• [The problem]: Count the lines in the data below that contain the string "eyeglasses", treating case as significant. Report only the count.

[Entries from a dataset]
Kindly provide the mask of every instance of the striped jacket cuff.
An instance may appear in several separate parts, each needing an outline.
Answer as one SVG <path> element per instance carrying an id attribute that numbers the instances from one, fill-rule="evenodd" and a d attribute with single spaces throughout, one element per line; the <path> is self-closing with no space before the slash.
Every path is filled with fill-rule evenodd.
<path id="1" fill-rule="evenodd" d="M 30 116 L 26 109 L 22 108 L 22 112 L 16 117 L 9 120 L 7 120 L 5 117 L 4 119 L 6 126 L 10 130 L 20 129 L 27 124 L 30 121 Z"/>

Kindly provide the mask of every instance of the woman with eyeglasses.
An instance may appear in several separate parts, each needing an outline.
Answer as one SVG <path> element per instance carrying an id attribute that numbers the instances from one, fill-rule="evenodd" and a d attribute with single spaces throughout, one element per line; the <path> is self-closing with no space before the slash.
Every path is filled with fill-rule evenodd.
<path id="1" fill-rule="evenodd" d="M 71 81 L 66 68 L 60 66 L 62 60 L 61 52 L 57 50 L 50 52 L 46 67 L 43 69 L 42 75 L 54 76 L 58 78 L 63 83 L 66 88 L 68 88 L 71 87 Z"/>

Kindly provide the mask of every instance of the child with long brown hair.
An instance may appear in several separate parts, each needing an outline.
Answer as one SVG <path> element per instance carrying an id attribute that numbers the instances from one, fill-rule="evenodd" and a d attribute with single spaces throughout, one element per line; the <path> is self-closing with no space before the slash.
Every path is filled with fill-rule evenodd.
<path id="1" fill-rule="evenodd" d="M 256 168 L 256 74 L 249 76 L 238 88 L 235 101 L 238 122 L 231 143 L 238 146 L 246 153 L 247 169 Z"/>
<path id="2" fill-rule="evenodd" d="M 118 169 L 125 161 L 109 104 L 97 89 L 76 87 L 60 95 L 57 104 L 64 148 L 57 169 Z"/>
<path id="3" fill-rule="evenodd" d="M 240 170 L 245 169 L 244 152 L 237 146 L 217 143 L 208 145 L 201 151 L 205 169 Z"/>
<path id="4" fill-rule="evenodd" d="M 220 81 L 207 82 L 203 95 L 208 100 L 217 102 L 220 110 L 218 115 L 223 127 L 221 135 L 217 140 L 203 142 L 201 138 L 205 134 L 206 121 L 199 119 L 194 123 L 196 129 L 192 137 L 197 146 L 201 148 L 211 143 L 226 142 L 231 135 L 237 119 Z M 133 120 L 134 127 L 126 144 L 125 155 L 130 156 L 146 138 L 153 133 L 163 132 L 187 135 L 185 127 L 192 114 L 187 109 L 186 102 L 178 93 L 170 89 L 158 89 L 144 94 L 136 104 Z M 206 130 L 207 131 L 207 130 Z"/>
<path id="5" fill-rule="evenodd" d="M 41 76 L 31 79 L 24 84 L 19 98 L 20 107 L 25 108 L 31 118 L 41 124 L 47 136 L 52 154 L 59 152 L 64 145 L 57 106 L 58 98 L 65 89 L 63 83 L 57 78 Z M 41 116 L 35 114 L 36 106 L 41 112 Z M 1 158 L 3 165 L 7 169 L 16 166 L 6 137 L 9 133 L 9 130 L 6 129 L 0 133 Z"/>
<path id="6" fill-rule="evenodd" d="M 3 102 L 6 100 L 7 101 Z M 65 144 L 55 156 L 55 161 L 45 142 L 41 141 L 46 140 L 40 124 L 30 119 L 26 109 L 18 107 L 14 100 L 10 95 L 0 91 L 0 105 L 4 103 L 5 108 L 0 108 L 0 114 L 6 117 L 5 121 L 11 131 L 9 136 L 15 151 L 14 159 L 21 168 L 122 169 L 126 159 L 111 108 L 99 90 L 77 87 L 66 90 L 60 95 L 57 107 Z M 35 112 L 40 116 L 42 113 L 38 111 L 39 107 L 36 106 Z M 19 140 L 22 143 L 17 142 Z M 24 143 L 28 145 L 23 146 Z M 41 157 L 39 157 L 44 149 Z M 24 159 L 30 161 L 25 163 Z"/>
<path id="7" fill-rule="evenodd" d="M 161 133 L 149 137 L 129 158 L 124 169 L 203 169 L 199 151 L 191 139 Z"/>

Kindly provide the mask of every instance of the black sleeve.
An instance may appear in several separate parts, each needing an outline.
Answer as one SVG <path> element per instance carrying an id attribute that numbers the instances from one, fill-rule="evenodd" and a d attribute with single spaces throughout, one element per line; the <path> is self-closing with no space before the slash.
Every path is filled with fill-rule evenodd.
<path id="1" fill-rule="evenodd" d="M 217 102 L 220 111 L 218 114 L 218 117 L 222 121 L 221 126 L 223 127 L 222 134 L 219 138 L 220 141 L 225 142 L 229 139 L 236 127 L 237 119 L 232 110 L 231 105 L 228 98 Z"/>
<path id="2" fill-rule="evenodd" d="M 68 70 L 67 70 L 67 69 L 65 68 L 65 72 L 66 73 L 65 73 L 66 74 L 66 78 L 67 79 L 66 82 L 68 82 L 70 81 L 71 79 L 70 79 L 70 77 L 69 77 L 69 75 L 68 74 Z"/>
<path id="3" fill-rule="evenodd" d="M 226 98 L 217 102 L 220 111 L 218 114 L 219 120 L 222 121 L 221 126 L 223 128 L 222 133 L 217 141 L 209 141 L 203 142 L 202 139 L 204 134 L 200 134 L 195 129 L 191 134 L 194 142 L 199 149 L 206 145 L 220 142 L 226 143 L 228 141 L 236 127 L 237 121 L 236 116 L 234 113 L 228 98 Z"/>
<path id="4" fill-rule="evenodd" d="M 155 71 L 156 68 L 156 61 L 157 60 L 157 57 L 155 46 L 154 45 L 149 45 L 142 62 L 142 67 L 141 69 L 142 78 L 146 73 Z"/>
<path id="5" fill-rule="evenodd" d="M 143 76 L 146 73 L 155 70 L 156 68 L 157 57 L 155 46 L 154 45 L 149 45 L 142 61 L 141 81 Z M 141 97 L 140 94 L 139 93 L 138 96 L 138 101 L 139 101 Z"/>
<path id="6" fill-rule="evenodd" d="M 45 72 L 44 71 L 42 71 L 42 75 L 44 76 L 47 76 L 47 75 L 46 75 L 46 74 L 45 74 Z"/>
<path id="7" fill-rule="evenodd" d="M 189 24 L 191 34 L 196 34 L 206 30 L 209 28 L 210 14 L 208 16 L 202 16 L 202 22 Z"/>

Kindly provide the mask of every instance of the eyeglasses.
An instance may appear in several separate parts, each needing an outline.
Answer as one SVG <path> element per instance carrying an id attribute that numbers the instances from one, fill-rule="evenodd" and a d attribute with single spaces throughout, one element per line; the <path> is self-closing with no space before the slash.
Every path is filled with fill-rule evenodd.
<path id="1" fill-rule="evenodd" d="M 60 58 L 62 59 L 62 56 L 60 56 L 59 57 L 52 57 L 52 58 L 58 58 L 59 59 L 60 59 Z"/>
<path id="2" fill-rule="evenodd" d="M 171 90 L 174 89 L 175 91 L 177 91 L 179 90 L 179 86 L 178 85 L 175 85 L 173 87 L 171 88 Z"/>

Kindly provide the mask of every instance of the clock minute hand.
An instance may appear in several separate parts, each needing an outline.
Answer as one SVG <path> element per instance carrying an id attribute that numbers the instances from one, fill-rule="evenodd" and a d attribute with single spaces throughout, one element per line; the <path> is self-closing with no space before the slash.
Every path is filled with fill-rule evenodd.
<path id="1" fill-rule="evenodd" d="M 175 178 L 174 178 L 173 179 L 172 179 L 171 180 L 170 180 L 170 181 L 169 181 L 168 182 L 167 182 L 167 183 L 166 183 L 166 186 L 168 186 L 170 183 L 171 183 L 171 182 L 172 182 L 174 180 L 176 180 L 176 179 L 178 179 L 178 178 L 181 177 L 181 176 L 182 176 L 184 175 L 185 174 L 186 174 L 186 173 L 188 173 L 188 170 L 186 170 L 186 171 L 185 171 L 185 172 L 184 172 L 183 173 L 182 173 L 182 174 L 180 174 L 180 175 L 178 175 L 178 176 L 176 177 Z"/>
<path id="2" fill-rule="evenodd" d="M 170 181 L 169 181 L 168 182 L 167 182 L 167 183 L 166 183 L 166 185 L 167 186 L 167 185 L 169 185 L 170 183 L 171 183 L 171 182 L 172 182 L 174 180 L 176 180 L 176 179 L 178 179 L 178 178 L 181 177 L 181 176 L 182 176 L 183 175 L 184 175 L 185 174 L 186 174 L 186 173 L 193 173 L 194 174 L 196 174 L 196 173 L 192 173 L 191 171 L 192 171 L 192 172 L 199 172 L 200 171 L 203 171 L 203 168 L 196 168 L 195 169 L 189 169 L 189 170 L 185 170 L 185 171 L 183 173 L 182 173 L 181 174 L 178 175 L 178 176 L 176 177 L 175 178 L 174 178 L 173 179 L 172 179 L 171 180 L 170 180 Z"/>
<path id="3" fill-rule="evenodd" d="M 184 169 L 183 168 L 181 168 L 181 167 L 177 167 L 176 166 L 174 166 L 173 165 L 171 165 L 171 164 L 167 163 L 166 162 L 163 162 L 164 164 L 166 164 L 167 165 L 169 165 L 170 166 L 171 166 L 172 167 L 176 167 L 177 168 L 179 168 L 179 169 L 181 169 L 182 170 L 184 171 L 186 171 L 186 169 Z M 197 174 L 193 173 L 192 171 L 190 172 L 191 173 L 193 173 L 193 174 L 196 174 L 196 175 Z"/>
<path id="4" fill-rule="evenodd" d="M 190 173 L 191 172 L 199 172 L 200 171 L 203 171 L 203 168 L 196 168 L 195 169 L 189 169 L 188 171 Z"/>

• [Solution to the problem]: 2